##### Task data #####

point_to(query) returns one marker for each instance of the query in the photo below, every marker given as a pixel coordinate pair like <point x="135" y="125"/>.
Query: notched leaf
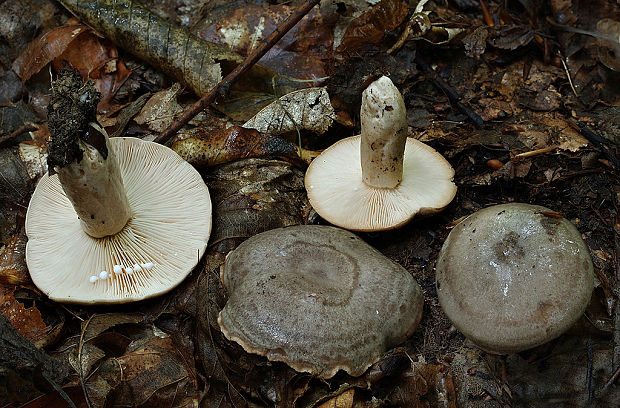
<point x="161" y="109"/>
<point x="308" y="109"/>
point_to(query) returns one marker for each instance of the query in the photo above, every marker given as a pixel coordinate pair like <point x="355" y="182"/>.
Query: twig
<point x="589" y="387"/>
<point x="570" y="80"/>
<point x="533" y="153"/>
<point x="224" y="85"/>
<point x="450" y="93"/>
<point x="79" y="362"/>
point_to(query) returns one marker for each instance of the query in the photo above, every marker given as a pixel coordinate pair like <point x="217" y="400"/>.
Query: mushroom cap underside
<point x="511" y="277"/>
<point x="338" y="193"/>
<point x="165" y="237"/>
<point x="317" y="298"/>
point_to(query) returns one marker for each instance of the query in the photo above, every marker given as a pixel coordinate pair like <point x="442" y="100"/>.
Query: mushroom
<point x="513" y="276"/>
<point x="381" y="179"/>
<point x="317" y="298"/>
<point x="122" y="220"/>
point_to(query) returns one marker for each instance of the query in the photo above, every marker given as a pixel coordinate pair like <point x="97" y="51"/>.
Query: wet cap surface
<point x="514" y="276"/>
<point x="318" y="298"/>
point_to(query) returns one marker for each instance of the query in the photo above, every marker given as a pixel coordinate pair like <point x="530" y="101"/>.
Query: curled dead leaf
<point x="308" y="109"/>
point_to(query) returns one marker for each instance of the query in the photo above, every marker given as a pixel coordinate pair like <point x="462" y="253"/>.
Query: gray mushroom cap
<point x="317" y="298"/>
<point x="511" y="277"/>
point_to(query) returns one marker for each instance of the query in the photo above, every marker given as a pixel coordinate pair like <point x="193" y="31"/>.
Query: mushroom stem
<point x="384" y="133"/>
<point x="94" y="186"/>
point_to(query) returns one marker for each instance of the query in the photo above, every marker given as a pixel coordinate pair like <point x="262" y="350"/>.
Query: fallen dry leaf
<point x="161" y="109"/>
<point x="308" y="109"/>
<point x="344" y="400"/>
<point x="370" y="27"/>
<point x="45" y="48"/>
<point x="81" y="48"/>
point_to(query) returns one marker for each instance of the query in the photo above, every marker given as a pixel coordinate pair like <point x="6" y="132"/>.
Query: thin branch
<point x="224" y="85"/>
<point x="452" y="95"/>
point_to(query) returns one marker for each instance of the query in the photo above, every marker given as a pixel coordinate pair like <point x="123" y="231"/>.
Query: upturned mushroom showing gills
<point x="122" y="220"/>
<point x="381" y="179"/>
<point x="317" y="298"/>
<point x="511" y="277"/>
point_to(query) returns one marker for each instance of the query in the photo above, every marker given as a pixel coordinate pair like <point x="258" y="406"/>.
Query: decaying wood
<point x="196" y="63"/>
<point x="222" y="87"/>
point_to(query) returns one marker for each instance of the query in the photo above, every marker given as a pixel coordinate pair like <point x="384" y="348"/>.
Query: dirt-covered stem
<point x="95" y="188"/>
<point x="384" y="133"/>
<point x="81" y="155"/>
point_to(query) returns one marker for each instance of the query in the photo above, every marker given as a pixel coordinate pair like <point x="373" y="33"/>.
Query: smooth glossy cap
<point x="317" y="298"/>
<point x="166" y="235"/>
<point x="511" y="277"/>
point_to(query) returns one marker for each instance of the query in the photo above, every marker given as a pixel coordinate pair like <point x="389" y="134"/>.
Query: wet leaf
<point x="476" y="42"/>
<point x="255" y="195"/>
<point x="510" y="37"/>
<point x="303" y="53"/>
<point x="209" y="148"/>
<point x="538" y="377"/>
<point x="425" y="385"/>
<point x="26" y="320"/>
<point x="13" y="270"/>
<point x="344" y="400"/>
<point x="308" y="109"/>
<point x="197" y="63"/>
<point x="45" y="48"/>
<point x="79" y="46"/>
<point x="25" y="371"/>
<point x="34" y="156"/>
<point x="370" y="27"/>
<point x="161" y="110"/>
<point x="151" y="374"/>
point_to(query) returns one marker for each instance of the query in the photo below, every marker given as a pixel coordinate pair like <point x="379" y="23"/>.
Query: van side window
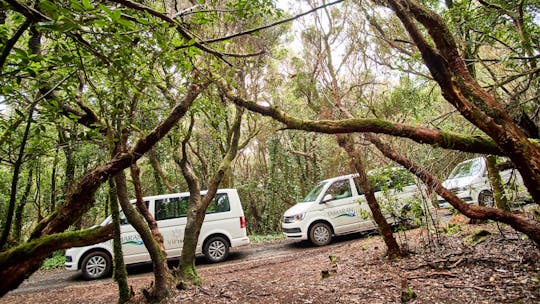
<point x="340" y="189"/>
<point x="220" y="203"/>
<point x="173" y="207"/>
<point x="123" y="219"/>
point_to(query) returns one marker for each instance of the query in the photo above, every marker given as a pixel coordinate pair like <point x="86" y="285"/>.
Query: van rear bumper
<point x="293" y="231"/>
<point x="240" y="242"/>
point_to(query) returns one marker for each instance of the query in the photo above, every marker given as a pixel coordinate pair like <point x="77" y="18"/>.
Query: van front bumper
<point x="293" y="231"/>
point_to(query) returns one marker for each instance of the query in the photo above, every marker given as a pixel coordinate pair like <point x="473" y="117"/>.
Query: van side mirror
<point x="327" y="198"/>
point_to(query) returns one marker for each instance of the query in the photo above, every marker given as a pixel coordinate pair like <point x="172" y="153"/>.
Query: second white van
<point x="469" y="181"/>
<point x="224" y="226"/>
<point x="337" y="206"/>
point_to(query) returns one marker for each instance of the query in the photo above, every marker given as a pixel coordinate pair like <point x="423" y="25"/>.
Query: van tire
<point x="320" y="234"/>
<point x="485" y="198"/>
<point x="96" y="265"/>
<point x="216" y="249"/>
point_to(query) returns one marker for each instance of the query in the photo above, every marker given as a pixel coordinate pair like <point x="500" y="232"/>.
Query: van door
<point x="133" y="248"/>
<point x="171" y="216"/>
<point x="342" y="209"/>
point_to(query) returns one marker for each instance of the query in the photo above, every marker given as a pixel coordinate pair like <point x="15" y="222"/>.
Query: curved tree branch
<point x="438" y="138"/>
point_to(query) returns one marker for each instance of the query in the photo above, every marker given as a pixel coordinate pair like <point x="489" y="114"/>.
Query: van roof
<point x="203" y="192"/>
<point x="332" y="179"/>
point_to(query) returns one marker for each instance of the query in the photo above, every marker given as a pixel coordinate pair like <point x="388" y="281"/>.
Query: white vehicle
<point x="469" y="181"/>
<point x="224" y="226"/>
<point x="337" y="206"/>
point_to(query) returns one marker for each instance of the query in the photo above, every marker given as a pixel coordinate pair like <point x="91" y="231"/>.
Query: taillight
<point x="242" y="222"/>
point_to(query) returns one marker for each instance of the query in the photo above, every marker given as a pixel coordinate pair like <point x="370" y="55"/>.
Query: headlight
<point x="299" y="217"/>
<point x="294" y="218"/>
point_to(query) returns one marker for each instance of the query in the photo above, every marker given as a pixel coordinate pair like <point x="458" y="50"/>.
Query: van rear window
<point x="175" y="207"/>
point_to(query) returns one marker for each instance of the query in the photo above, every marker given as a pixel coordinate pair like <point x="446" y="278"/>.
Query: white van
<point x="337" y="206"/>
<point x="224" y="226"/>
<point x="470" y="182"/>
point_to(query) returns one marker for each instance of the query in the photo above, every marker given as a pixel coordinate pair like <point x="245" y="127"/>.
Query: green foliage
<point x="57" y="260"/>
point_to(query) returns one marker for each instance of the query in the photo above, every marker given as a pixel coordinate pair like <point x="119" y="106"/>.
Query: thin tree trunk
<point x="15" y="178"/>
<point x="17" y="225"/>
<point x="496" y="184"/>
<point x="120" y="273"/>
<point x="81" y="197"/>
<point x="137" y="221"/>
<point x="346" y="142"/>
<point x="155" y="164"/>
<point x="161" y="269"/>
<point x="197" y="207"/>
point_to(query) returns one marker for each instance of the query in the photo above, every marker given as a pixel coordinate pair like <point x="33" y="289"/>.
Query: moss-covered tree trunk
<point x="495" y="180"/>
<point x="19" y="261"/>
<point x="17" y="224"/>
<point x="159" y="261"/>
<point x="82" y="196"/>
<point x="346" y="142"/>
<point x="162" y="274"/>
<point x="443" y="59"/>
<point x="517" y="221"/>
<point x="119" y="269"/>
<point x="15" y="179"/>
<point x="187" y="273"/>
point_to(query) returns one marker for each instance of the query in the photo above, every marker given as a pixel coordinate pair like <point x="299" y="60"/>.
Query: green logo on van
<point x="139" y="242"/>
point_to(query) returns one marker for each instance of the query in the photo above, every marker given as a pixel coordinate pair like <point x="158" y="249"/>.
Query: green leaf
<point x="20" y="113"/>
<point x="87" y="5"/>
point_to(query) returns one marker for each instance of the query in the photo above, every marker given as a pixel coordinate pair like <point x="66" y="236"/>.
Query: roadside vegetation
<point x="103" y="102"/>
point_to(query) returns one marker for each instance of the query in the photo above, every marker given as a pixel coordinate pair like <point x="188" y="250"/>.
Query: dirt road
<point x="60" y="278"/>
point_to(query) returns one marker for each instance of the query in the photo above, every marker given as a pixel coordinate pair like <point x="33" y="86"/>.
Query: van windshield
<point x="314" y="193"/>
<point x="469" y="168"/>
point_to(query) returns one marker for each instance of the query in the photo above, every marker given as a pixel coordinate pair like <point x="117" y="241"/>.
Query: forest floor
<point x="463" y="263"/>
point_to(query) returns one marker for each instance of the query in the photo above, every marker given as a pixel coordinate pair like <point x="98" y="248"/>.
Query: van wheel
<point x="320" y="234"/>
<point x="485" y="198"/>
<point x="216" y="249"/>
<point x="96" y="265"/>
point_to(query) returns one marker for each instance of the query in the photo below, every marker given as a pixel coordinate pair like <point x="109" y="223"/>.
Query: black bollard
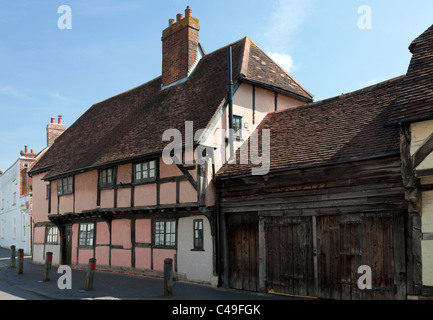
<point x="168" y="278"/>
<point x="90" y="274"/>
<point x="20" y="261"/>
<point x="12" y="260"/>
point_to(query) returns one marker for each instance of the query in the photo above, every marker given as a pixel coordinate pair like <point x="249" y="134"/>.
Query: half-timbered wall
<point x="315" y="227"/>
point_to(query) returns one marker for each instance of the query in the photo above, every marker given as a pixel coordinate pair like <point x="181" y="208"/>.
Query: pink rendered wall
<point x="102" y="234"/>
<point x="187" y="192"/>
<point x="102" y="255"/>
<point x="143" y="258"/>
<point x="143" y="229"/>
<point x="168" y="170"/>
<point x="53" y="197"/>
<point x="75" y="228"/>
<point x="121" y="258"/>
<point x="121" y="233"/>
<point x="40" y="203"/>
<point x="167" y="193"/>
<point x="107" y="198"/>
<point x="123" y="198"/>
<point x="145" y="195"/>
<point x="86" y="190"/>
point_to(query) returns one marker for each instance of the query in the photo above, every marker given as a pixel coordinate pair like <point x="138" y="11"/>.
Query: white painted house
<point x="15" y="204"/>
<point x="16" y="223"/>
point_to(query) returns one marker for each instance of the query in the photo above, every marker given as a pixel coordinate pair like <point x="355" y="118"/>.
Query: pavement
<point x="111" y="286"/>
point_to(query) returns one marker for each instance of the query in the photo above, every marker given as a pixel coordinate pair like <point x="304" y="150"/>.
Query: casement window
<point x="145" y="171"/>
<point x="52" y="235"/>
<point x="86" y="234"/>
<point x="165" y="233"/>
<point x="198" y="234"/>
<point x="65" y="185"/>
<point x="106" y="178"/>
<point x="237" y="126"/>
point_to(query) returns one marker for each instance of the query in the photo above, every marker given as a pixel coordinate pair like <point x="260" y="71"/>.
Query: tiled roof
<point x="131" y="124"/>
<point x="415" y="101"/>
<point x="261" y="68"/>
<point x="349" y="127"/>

#####

* Written exercise:
Report how many lines of the records above contain the string "green", treating case as significant. Give only the number.

* Response to this task:
3